Records excerpted from a collection
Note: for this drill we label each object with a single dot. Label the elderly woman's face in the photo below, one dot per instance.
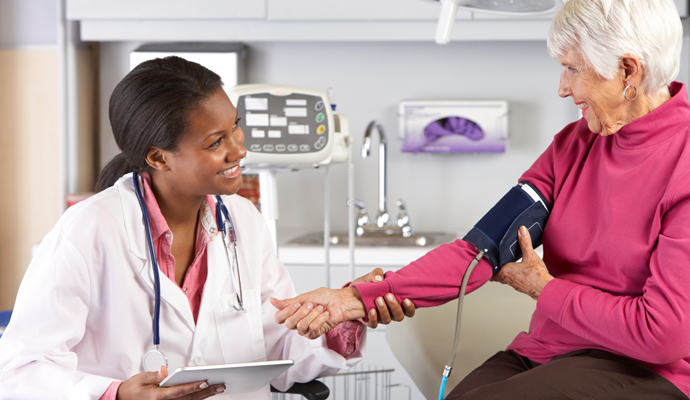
(601, 101)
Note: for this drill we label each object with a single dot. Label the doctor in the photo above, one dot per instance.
(82, 322)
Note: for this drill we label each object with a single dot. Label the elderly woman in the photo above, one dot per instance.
(613, 290)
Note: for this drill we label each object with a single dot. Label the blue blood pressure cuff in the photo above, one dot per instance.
(497, 232)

## Required work
Rewrite all of the material above, substituting "older woman" for every occurrence of "elderly woman" and keeping everything else unchanged, and omit the pictures from your answer.

## Answer to this problem
Note: for this drill we label each object with a single dot. Label the older woman's face in the photo below, one dot per instance.
(601, 101)
Note: for this drill we label each object with a single dot. Label the doctor in the photo above, one dot per instance.
(82, 322)
Note: for this drill we label each object with a single dot. Label the older woman in the photo above, one dot per instance.
(613, 290)
Note: for this drill we label each object with a single dot. Label the blue blood pressure cuff in the photo above, one dot per instance.
(497, 232)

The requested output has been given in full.